[Start]

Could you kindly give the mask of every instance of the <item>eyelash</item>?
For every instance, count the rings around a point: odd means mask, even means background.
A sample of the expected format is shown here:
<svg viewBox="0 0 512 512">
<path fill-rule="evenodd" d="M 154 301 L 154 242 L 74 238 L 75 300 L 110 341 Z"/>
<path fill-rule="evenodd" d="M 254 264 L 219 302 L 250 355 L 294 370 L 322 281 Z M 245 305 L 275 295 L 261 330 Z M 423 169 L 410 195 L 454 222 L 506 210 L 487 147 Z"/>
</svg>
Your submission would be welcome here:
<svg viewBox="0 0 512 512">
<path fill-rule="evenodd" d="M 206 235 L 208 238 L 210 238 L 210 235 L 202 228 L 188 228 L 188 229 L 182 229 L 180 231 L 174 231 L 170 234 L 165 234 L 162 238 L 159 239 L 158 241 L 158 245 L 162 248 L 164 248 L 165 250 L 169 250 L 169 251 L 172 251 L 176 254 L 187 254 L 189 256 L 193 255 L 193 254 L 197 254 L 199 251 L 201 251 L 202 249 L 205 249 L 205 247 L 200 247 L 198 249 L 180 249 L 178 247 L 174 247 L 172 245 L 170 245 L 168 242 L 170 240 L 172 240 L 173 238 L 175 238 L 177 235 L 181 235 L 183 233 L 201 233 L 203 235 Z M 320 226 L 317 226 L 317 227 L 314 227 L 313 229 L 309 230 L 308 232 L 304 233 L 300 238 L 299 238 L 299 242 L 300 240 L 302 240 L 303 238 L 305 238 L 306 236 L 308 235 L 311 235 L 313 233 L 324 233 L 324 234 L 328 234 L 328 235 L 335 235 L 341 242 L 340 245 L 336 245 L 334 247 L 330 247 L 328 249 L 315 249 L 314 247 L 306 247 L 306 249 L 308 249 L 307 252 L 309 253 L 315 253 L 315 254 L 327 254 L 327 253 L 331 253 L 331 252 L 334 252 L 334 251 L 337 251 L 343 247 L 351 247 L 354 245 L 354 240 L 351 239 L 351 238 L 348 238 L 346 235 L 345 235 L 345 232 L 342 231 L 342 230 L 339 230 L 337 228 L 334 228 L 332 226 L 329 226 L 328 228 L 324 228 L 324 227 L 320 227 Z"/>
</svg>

[End]

### EXERCISE REQUIREMENTS:
Present every line of the listing above as a numbered list, leaving out any blank lines.

### FINISHED EXERCISE:
1. Could you kindly give the mask of every instance of the <item>eyelash</item>?
2. For every instance, count the rings around a point: odd means mask, even means background.
3. A sample of the expected format is shown here:
4. <svg viewBox="0 0 512 512">
5. <path fill-rule="evenodd" d="M 154 301 L 154 242 L 74 238 L 75 300 L 110 341 Z"/>
6. <path fill-rule="evenodd" d="M 254 264 L 219 302 L 250 355 L 294 370 L 322 281 Z M 245 305 L 275 295 L 261 330 Z M 423 169 L 410 195 L 454 222 L 506 210 L 487 147 Z"/>
7. </svg>
8. Your submission would be welcome here:
9. <svg viewBox="0 0 512 512">
10. <path fill-rule="evenodd" d="M 206 235 L 208 238 L 210 238 L 210 235 L 202 228 L 188 228 L 188 229 L 182 229 L 180 231 L 174 231 L 170 234 L 165 234 L 162 238 L 159 239 L 158 241 L 158 245 L 162 248 L 164 248 L 165 250 L 169 250 L 169 251 L 172 251 L 176 254 L 187 254 L 189 256 L 193 255 L 193 254 L 197 254 L 199 251 L 201 251 L 202 249 L 205 249 L 205 247 L 200 247 L 198 249 L 180 249 L 178 247 L 174 247 L 172 245 L 170 245 L 168 242 L 170 240 L 172 240 L 173 238 L 175 238 L 177 235 L 181 235 L 183 233 L 201 233 L 203 235 Z M 320 226 L 317 226 L 317 227 L 314 227 L 313 229 L 309 230 L 308 232 L 304 233 L 300 238 L 299 238 L 299 242 L 300 240 L 302 240 L 303 238 L 305 238 L 306 236 L 308 235 L 311 235 L 313 233 L 324 233 L 324 234 L 328 234 L 328 235 L 335 235 L 341 242 L 340 245 L 336 245 L 334 247 L 330 247 L 328 249 L 315 249 L 314 247 L 306 247 L 306 249 L 308 249 L 307 252 L 309 253 L 315 253 L 315 254 L 327 254 L 327 253 L 331 253 L 331 252 L 334 252 L 334 251 L 337 251 L 343 247 L 351 247 L 354 245 L 354 240 L 351 239 L 351 238 L 348 238 L 346 235 L 345 235 L 345 232 L 342 231 L 342 230 L 339 230 L 337 228 L 334 228 L 332 226 L 329 226 L 328 228 L 324 228 L 324 227 L 320 227 Z"/>
11. </svg>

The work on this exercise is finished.